* Предложенный текст:
● ● ● ● ● ● ●

Шрифт:
Интервал:
Закладка:
Тем не менее разложение тектоничности, которое показывает нам история изобразительного искусства, сопровождалось аналогичными процессами также и в архитектуре. Говорить об атектонической фазе, правда, было бы рискованно; однако можно без затруднений пользоваться понятием «открытая форма» в противоположность «форме замкнутой».
Способы применения этого понятия очень разнообразны. Обзор будет облегчен, если мы произведем разделение по группам.
Тектонический стиль есть прежде всего стиль строгого порядка и ясной закономерности, атектонический стиль, напротив, — стиль более или менее прикрытой закономерности и свободного порядка. Там жизненным нервом всякого впечатления является необходимость слаженности, невозможность что либо переместить, здесь искусство тешится иллюзией беспорядка. Только иллюзией, потому что в эстетическом смысле форма, разумеется, необходима во всяком искусстве; но барокко любит прятать правила, ломает обрамление и нарушает пропорции, вносит диссонанс и охотно прибегает к декоративности, не останавливаясь даже перед впечатлением случайности.
Далее — к тектоническому стилю принадлежит все, что действует в смысле ограничения и насыщенности, между тем как атектонический стиль раскрывает замкнутую форму, т. е. обращает насыщенную пропорцию в менее насыщенную; отделанный образ заменяется мнимо недоделанным, ограниченный — неограниченным. Вместо впечатления спокойствия возникает впечатление напряжения и движения.

● ● ● ● ● ● ●

* Исходные данные:
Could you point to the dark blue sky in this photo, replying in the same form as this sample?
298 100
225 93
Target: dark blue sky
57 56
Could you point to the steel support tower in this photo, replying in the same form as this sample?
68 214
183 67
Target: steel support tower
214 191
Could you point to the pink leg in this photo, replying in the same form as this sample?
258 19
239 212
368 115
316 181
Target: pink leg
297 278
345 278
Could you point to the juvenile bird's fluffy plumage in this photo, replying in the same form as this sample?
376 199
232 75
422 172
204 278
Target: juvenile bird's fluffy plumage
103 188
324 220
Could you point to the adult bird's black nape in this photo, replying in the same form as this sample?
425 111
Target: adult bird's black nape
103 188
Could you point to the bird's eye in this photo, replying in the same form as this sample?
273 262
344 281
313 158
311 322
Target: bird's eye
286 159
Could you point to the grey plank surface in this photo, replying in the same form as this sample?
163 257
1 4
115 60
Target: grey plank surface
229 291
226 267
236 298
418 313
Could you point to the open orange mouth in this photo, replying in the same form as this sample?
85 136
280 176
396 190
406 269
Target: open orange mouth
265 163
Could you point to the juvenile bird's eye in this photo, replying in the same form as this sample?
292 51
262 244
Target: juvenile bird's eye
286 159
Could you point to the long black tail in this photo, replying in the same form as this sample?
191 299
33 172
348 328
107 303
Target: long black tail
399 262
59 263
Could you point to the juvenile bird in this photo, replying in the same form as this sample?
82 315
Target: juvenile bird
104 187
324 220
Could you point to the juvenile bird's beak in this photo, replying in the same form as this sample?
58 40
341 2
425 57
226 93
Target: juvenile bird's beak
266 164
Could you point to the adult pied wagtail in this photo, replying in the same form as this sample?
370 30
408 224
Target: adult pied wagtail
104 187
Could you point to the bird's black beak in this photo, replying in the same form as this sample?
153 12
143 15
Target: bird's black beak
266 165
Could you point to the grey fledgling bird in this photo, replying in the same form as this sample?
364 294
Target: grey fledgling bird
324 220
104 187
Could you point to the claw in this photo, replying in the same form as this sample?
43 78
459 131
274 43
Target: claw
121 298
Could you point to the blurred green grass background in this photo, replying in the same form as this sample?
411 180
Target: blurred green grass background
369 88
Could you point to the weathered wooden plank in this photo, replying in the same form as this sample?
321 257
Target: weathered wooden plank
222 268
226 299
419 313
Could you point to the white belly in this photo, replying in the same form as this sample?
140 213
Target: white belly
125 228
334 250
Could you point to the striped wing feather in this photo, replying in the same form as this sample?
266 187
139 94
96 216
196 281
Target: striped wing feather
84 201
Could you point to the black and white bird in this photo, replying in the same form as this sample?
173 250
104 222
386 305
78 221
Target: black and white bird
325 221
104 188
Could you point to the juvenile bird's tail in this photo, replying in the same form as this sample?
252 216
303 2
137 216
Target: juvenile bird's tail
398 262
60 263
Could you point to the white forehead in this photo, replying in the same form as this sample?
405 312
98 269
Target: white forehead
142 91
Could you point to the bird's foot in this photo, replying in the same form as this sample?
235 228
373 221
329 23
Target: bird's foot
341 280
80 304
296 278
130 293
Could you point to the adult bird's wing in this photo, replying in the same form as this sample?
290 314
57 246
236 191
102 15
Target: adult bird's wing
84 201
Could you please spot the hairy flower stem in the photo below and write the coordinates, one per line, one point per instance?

● ● ● ● ● ● ●

* Условие задания:
Выпишите из текста о тектоническом стиле фрагмент, начиная со слов «Тектонический стиль есть» и заканчивая словами «перед впечатлением случайности.» включительно.

* Ответ:
Тектонический стиль есть прежде всего стиль строгого порядка и ясной закономерности, атектонический стиль, напротив, — стиль более или менее прикрытой закономерности и свободного порядка. Там жизненным нервом всякого впечатления является необходимость слаженности, невозможность что либо переместить, здесь искусство тешится иллюзией беспорядка. Только иллюзией, потому что в эстетическом смысле форма, разумеется, необходима во всяком искусстве; но барокко любит прятать правила, ломает обрамление и нарушает пропорции, вносит диссонанс и охотно прибегает к декоративности, не останавливаясь даже перед впечатлением случайности.